Exercise description - Copy out, word for word, the stretch of the items below from the line containing "Could you please locate the wooden bar" through the line containing "xmin=162 ymin=266 xmax=204 ymax=344". Give both of those lines and everything between them, and nothing else.

Stored data -
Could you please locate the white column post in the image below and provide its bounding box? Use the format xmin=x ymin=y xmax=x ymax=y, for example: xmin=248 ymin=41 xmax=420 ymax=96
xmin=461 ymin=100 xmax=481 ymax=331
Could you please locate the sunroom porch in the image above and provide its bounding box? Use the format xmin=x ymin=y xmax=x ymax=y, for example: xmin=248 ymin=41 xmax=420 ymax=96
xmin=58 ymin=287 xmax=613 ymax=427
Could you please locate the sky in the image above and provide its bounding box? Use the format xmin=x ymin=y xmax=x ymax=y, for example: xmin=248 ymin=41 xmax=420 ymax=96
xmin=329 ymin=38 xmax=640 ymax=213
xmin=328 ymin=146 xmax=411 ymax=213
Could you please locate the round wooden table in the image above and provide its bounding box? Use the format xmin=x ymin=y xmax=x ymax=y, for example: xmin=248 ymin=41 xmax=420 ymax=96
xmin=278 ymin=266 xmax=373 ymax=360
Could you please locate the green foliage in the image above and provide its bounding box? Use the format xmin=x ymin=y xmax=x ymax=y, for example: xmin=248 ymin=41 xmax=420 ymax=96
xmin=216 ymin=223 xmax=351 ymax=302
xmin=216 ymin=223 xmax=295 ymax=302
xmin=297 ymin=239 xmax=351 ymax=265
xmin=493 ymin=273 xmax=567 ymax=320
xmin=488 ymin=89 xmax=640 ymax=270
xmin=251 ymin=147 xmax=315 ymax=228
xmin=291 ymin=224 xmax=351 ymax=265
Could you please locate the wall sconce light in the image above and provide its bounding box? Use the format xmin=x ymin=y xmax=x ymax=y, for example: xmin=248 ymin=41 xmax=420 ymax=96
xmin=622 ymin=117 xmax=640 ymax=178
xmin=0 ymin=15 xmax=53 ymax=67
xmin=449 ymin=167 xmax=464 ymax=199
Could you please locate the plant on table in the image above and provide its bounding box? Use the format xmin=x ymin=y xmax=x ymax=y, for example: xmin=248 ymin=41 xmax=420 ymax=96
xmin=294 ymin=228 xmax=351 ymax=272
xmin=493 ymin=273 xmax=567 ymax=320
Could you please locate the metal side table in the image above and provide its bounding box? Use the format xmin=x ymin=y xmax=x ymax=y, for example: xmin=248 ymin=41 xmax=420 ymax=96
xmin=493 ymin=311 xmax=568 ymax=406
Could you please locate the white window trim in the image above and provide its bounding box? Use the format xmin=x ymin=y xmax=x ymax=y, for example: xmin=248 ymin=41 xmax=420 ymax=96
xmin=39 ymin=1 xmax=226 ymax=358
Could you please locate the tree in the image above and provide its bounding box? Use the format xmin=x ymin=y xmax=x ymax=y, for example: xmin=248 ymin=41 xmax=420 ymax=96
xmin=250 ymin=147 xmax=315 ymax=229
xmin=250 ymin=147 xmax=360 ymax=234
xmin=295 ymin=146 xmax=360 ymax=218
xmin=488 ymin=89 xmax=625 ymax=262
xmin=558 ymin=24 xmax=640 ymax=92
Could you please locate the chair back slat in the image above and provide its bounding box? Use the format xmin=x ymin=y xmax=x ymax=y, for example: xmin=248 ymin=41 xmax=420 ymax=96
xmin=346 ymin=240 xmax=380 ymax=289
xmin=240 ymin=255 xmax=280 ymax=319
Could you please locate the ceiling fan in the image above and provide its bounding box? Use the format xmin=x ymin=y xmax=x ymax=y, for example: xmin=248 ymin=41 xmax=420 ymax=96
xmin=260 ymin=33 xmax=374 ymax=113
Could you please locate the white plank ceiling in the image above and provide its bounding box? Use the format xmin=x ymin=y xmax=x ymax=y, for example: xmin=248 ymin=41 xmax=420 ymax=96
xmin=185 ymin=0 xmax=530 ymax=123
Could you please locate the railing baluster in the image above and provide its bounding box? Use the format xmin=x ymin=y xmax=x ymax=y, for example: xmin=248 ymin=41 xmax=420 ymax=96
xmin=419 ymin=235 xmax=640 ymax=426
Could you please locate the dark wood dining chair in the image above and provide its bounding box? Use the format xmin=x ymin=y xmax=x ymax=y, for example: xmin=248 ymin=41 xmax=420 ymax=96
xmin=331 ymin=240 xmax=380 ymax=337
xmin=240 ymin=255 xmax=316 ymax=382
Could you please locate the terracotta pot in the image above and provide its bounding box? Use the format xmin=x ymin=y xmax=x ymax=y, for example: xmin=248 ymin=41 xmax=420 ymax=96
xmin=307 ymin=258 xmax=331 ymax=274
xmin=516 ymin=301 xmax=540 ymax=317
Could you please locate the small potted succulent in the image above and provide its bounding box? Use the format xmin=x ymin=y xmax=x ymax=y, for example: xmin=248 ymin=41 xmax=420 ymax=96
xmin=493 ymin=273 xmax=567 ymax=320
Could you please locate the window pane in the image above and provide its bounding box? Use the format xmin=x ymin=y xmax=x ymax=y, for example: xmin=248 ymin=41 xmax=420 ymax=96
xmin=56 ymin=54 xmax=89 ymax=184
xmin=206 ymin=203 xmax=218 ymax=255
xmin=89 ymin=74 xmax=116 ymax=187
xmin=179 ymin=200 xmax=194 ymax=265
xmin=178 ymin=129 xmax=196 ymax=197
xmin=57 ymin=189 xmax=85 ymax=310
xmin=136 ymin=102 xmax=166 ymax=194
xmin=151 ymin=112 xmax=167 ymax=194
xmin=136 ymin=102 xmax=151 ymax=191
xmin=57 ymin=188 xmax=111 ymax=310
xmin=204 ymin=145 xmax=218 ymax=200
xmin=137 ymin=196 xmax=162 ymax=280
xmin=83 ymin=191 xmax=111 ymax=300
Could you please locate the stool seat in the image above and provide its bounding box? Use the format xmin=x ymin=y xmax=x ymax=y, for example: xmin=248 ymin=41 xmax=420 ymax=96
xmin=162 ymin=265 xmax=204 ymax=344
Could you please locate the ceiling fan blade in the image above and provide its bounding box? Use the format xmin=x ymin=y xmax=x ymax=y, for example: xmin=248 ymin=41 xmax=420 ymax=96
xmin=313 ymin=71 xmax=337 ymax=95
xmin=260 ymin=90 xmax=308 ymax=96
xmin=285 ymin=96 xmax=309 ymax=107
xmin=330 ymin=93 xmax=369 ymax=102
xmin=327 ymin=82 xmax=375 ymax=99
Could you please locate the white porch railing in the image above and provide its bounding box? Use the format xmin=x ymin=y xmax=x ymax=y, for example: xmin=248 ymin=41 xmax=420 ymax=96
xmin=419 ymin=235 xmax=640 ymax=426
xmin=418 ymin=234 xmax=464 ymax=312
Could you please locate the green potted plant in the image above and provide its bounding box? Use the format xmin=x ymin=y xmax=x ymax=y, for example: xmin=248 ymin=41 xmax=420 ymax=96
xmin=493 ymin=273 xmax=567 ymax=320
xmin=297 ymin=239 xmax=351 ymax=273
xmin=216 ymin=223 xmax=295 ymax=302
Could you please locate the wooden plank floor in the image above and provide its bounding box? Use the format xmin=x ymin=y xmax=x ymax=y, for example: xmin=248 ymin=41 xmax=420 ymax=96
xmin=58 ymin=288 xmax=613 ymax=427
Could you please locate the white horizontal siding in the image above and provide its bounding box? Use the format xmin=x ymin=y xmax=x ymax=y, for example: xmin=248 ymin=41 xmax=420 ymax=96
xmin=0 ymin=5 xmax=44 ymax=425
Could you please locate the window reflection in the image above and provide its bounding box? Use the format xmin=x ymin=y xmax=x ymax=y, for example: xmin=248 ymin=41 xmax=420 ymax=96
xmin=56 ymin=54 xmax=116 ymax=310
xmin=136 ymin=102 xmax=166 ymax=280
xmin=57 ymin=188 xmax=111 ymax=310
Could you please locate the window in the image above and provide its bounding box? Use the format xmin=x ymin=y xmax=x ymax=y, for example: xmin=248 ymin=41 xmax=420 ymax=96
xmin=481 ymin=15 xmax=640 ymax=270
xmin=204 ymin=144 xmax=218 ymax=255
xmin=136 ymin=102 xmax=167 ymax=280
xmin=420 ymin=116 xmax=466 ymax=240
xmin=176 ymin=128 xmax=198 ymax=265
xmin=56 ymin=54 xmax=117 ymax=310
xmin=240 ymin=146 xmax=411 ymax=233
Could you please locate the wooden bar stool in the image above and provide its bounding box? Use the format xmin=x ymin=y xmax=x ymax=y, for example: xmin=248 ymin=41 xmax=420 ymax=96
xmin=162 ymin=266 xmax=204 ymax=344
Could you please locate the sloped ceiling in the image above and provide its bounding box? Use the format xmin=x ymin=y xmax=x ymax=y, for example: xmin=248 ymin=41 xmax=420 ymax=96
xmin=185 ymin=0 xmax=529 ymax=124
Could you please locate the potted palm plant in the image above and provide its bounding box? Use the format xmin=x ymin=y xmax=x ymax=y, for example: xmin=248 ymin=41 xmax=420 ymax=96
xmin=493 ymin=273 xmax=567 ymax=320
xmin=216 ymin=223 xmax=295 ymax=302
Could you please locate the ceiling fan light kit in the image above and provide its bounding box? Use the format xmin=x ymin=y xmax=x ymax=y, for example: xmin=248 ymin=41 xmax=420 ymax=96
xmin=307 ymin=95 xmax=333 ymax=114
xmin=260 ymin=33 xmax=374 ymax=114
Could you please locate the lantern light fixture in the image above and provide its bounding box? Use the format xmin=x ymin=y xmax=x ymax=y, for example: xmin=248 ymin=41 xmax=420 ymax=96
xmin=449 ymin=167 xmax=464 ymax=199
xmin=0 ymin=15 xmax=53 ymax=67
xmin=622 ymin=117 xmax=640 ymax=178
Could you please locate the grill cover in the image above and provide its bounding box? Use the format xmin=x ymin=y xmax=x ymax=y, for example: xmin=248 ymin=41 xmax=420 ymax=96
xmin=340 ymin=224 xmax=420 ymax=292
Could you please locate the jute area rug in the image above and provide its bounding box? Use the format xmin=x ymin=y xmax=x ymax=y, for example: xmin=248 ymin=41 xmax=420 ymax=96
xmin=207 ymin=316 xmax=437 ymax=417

Finished exercise -
Could you please locate the wooden bar stool in the image above and provide its bounding box? Use the format xmin=x ymin=y xmax=x ymax=y, for example: xmin=248 ymin=41 xmax=420 ymax=96
xmin=162 ymin=266 xmax=204 ymax=344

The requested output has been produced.